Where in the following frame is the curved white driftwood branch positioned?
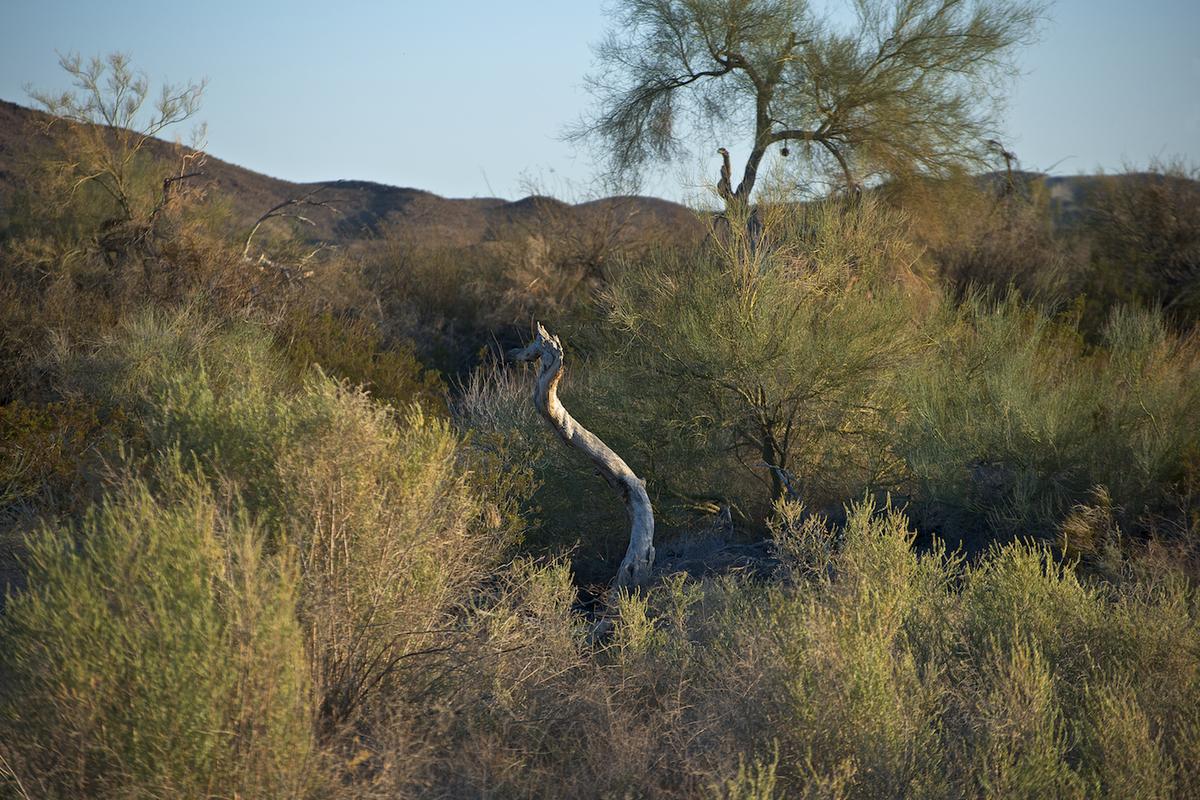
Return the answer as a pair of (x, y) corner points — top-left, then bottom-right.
(509, 323), (654, 588)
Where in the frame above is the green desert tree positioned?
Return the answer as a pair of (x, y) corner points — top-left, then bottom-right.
(28, 53), (205, 228)
(574, 0), (1042, 206)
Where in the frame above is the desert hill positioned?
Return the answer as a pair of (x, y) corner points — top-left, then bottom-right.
(0, 101), (703, 246)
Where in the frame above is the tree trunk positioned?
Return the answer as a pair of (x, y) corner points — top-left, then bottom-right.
(509, 323), (654, 588)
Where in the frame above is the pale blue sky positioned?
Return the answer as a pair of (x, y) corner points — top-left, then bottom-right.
(0, 0), (1200, 198)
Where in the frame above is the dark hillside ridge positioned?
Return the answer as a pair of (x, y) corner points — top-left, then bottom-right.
(0, 101), (704, 246)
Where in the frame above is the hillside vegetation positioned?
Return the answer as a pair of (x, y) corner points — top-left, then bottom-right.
(0, 56), (1200, 800)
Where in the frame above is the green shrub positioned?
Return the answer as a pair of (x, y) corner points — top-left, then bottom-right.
(281, 312), (445, 413)
(895, 297), (1200, 542)
(0, 471), (312, 798)
(51, 312), (521, 723)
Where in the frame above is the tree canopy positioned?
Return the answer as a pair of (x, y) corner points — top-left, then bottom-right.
(575, 0), (1042, 203)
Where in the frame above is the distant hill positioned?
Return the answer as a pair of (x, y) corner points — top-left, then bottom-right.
(0, 101), (703, 246)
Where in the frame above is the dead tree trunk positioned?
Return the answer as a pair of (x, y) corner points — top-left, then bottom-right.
(509, 323), (654, 588)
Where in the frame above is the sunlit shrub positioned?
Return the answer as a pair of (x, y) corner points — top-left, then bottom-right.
(0, 470), (312, 798)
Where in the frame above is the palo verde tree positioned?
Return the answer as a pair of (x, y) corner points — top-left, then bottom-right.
(575, 0), (1042, 205)
(28, 53), (204, 228)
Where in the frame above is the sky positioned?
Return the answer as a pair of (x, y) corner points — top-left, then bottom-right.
(0, 0), (1200, 199)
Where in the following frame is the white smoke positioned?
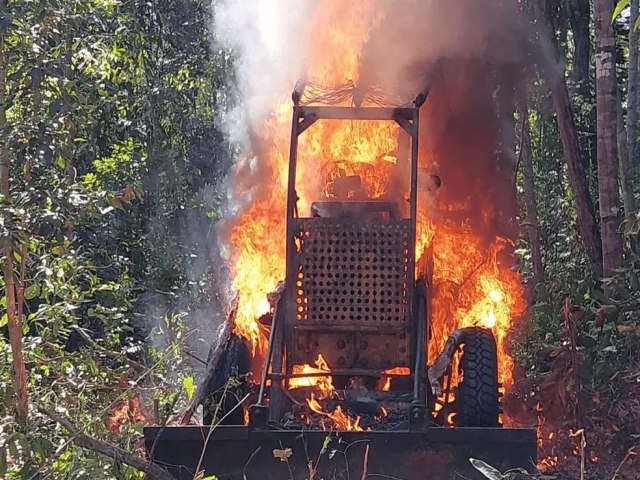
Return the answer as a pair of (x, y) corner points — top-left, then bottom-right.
(214, 0), (318, 146)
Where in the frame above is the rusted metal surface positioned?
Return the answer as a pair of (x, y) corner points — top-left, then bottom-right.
(289, 218), (413, 371)
(145, 427), (536, 480)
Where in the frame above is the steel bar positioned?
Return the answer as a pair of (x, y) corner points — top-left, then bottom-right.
(294, 107), (417, 121)
(257, 300), (280, 405)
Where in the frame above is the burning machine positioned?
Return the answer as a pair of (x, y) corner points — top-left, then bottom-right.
(145, 87), (536, 479)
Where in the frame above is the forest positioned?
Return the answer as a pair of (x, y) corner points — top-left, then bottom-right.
(0, 0), (640, 480)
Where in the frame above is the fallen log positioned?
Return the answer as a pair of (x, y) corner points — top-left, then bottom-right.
(178, 297), (238, 425)
(38, 405), (175, 480)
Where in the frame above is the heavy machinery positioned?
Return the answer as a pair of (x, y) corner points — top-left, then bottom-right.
(145, 87), (536, 480)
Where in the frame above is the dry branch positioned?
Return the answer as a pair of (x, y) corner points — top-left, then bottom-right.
(71, 325), (147, 372)
(178, 298), (238, 425)
(38, 406), (175, 480)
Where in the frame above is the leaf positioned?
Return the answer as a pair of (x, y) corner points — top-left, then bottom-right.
(616, 324), (636, 333)
(24, 283), (40, 300)
(273, 448), (293, 462)
(469, 458), (503, 480)
(0, 446), (7, 478)
(611, 0), (629, 23)
(182, 375), (196, 400)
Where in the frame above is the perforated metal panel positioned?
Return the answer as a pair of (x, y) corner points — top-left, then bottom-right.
(294, 218), (410, 327)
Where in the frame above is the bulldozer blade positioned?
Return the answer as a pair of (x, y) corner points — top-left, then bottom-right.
(144, 426), (536, 480)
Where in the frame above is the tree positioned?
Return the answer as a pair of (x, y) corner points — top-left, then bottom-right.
(532, 1), (602, 276)
(595, 0), (622, 275)
(627, 0), (640, 171)
(567, 0), (591, 90)
(0, 13), (29, 424)
(520, 108), (544, 286)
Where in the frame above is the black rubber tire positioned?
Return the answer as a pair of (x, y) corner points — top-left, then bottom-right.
(455, 327), (500, 427)
(202, 333), (251, 425)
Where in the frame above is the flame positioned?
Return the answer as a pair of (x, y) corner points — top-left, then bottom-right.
(227, 0), (524, 428)
(307, 393), (362, 432)
(382, 367), (411, 390)
(107, 397), (148, 433)
(417, 221), (525, 387)
(289, 354), (333, 398)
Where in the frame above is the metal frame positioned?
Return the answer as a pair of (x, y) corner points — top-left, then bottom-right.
(251, 91), (427, 427)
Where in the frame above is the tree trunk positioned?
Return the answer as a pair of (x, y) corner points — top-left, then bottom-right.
(532, 2), (602, 277)
(566, 0), (591, 90)
(616, 92), (636, 219)
(62, 24), (76, 241)
(595, 0), (622, 276)
(520, 108), (544, 286)
(0, 33), (29, 425)
(627, 0), (640, 168)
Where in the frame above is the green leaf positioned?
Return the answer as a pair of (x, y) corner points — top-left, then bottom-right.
(611, 0), (629, 23)
(182, 375), (196, 400)
(24, 283), (40, 300)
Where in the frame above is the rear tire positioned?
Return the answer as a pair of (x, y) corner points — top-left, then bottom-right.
(455, 327), (500, 427)
(202, 333), (251, 425)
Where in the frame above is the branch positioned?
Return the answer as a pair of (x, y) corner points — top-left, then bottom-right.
(71, 325), (147, 372)
(178, 297), (238, 425)
(38, 405), (176, 480)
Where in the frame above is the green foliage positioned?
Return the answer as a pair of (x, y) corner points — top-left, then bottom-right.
(0, 0), (233, 480)
(611, 0), (640, 30)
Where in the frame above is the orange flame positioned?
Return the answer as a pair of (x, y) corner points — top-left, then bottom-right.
(307, 393), (362, 432)
(107, 397), (148, 433)
(229, 0), (524, 427)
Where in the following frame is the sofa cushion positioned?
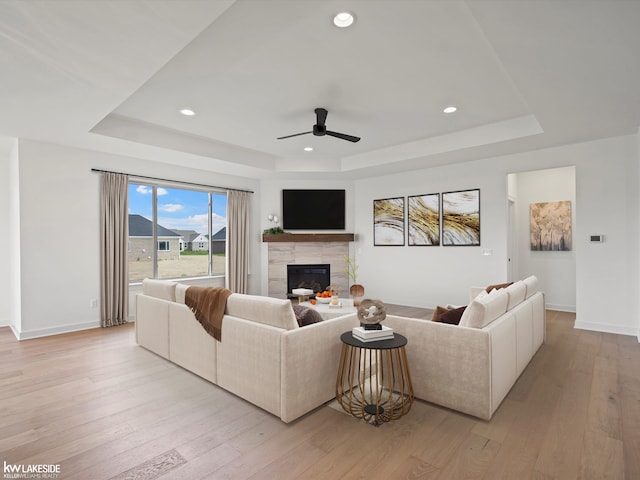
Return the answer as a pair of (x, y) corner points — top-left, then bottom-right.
(142, 278), (177, 302)
(432, 305), (467, 325)
(523, 275), (538, 298)
(459, 289), (509, 328)
(431, 305), (450, 322)
(292, 305), (324, 327)
(504, 280), (527, 310)
(225, 293), (298, 330)
(176, 283), (190, 303)
(485, 282), (513, 293)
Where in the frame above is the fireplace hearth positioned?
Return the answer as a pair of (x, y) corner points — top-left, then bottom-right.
(287, 263), (331, 296)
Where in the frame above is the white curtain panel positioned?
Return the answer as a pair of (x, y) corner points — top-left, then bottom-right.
(100, 172), (129, 327)
(226, 190), (249, 293)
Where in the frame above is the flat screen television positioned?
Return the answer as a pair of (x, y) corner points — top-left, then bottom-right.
(282, 190), (345, 230)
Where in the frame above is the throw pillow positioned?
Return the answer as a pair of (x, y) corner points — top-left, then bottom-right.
(485, 282), (513, 293)
(292, 305), (323, 327)
(435, 305), (467, 325)
(431, 305), (449, 322)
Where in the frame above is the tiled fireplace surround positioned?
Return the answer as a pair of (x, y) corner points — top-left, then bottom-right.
(268, 241), (349, 298)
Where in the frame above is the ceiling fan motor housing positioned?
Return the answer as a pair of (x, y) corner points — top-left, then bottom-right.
(313, 125), (327, 137)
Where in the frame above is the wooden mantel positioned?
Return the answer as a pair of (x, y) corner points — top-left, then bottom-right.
(262, 233), (354, 242)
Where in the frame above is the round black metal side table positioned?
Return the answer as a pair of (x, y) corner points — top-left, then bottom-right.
(336, 332), (413, 425)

EXERCISE TASK: List every line in the records above that contains the word "shrub", copying each line in full.

WRITTEN RESPONSE:
Where in the frame above is the green shrub positioned?
Where in the frame above is the sunlit shrub positioned?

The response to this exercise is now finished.